EXERCISE GOAL: Return every entry exactly as written.

*** RECORDS TO USE

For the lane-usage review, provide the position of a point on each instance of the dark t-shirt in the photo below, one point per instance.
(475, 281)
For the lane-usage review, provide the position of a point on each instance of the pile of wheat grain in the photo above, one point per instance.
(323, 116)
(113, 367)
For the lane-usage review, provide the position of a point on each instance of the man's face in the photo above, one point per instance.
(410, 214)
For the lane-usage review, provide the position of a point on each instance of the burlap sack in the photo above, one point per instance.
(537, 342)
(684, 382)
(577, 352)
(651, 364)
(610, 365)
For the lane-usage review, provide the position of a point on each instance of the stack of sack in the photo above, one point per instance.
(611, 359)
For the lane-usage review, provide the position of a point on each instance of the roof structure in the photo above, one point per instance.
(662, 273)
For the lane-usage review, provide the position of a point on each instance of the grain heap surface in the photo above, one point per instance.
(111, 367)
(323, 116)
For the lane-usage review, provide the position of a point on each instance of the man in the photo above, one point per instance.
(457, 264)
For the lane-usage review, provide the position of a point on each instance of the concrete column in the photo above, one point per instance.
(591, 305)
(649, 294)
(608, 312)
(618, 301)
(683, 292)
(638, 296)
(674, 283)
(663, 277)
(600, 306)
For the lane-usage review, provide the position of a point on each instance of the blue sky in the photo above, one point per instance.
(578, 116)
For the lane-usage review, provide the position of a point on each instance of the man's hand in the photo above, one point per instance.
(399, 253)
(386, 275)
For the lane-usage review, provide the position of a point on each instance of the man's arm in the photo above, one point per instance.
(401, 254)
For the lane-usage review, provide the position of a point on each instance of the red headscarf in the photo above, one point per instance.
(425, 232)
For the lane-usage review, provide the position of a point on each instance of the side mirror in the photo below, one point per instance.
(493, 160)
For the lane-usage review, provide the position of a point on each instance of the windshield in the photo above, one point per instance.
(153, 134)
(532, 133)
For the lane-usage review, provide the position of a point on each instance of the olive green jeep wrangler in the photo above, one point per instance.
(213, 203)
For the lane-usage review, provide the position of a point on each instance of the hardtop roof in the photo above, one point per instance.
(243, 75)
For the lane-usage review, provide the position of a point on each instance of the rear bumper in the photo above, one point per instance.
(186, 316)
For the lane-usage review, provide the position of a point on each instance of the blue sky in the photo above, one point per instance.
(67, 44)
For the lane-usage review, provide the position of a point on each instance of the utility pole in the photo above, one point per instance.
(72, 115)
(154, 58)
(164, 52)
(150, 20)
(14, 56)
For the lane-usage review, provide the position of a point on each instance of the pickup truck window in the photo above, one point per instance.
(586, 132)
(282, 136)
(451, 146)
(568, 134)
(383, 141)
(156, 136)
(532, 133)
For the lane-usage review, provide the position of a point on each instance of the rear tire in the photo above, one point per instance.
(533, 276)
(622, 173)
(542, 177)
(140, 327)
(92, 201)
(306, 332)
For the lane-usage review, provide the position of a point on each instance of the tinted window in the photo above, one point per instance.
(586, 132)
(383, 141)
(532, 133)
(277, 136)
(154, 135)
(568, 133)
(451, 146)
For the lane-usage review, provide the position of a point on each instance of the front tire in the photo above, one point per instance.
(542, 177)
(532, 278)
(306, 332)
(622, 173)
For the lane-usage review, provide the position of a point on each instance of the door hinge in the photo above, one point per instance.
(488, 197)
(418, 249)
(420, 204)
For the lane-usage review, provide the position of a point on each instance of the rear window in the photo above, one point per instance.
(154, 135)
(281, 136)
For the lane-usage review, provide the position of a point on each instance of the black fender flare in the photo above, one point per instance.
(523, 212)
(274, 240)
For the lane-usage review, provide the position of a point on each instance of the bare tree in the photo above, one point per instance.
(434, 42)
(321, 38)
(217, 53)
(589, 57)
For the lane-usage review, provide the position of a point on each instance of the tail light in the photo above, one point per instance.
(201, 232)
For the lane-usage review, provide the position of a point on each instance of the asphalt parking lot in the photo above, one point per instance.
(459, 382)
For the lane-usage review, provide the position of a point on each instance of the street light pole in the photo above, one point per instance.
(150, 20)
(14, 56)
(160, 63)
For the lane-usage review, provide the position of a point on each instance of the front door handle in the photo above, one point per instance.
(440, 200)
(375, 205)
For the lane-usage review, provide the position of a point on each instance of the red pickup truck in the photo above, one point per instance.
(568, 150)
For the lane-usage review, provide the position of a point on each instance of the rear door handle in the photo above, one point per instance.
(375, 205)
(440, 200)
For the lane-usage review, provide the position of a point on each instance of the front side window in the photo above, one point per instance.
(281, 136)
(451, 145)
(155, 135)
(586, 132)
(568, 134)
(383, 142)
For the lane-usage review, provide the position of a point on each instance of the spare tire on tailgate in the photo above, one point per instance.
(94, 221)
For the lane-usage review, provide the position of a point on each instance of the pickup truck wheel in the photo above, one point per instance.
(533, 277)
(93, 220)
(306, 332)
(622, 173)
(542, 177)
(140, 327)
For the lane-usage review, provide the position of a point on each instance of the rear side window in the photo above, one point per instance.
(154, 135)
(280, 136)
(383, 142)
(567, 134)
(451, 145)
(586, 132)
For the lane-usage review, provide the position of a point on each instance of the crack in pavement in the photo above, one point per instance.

******

TASK ANSWER:
For the lane-usage review, provide the position of a point on each instance of the dark t-shirt in the photo below, one point per instance.
(475, 281)
For the lane-usage review, provide the position of a point on each instance of the pile of wheat grain in the photo above, one point per instance.
(323, 116)
(113, 367)
For the lane-usage review, provide the position of a point on each instance of the man's face in the photo above, one point per instance.
(410, 214)
For the lane-usage review, provide the position of a point on each instance of the burlap sack in the photo above, one point per instance.
(537, 342)
(684, 382)
(577, 352)
(651, 364)
(610, 365)
For the lane-usage review, provide the position of a point on each instance of the stack of sack in the photo above, one point per instance.
(611, 359)
For the lane-usage review, provide the position of a point on each instance of the roof structure in the photo above, one point per instance.
(662, 273)
For the lane-usage review, provide the position of a point on each instance of the grain heap surface in the photo above, one point per instance.
(111, 367)
(323, 116)
For the lane-usage review, provide the position of a point on each instance of the man in the photo above, one point per instance.
(457, 264)
For the lane-usage review, provide the position of a point on each instance of the concrete column in the photo above, one point per instance.
(591, 305)
(649, 294)
(608, 312)
(618, 301)
(683, 292)
(638, 296)
(674, 283)
(663, 277)
(600, 306)
For the lane-usage review, provide the position of a point on each instance of the blue sky in the photo above, one point per instance.
(578, 116)
For the lane-usage review, provide the position of a point on each instance of the man's hand in the photo above, one point per instance.
(399, 253)
(386, 275)
For the lane-usage review, provide the position of a point on each instance of the man's arm in the photo above, one point per instance.
(401, 254)
For the lane-usage review, provide the position of a point on each instance of the red headscarf in the photo above, one point per instance.
(425, 232)
For the lane-usage review, provide the position of a point on each instance of the side mirror in the photo below, one point per instance.
(493, 160)
For the lane-usage review, provide the position of a point on each instance of the windshield in the photo above, one point per instance.
(153, 134)
(532, 133)
For the lane-usage review, provide the position of a point on each instance of the olive green jeep wrangler in the photo above, one point per instance.
(213, 203)
For the lane-usage review, provide the position of a point on each instance of the hardtop roof in the photo above, one point per instance.
(243, 75)
For the lane-usage review, provide the position of a point on each instance of the rear bumper in the photo above, one point per instance.
(186, 316)
For the lane-usage review, provide the position of a point on each instance of the blue sky in the photo above, one point per instance.
(67, 44)
For the lane-usage review, provide the position of a point on each instance of the utility pole in the photo above, one point per instance.
(72, 115)
(154, 58)
(164, 52)
(150, 20)
(14, 56)
For the lane-usage review, provide the position of a point on each instance of the pickup truck window in the photo above, one point per instance.
(586, 132)
(282, 136)
(451, 146)
(568, 134)
(383, 141)
(156, 136)
(532, 133)
For the lane-usage review, provide the position of a point on each instance of the rear tire in the photo above, one point per instance.
(533, 276)
(622, 173)
(542, 177)
(140, 327)
(92, 201)
(306, 332)
For the lane-usage review, provide the position of a point on each instance of the tinted window in the photo above, one point per instance.
(586, 132)
(383, 141)
(532, 133)
(277, 136)
(154, 135)
(568, 133)
(451, 146)
For the lane-usage review, provide the position of a point on each instance of the front tire in the photo above, one point per instance.
(542, 177)
(532, 278)
(306, 332)
(622, 173)
For the lane-usage review, provide the position of a point on each instance of the door hinge in the photo above, one point per instance.
(488, 197)
(418, 249)
(420, 204)
For the lane-usage review, provide the position of a point on each instance of the rear window in the photo above, one point per instance.
(154, 135)
(281, 136)
For the lane-usage review, provide the position of a point on each instance of the black fender flare in the photo above, one point per instance.
(523, 212)
(274, 240)
For the lane-usage review, provide the position of a point on each instance of the bare tree in the photo above, one point per instance.
(434, 42)
(321, 38)
(217, 53)
(589, 57)
For the lane-usage review, provide the position of a point on each instance of the tail light in the photo above, one point per instance.
(201, 232)
For the lane-usage review, provide the position of a point on each instance of the asphalt parking lot in the photo above, one point per instance.
(459, 382)
For the lane-usage review, provide the position of a point on each instance of the street light pole in the photo above, one point per instance.
(150, 20)
(14, 56)
(160, 63)
For the lane-usage review, provide the position of a point on each instance of the front door handle in the photo above, one point per instance.
(440, 200)
(375, 205)
For the lane-usage review, provide the position of a point on each instance of the red pickup truck in the photo above, one point per instance.
(568, 150)
For the lane-usage review, provide the position of a point on each instance of the rear door handle in the photo above, one point per instance.
(375, 205)
(440, 200)
For the lane-usage review, provide the position of a point on each instance of the front side window in the photo above, one point per instance.
(281, 136)
(451, 145)
(155, 135)
(586, 132)
(568, 134)
(383, 142)
For the lane-usage review, provide the position of a point on each instance of the spare tire on tailgate in the photo above, one point per instance.
(94, 221)
For the lane-usage review, provide the position of a point on each instance of the pickup truck wheel in the photo above, one point per instance.
(533, 277)
(93, 220)
(306, 332)
(622, 173)
(542, 177)
(140, 327)
For the lane-usage review, provide the position of a point on each instance of the rear side window in the photo above, one point per instance.
(154, 135)
(280, 136)
(383, 142)
(567, 134)
(451, 145)
(586, 132)
For the lane-usage review, provide the position of a point on each instance of the crack in pavement in the photo above, one point per instance.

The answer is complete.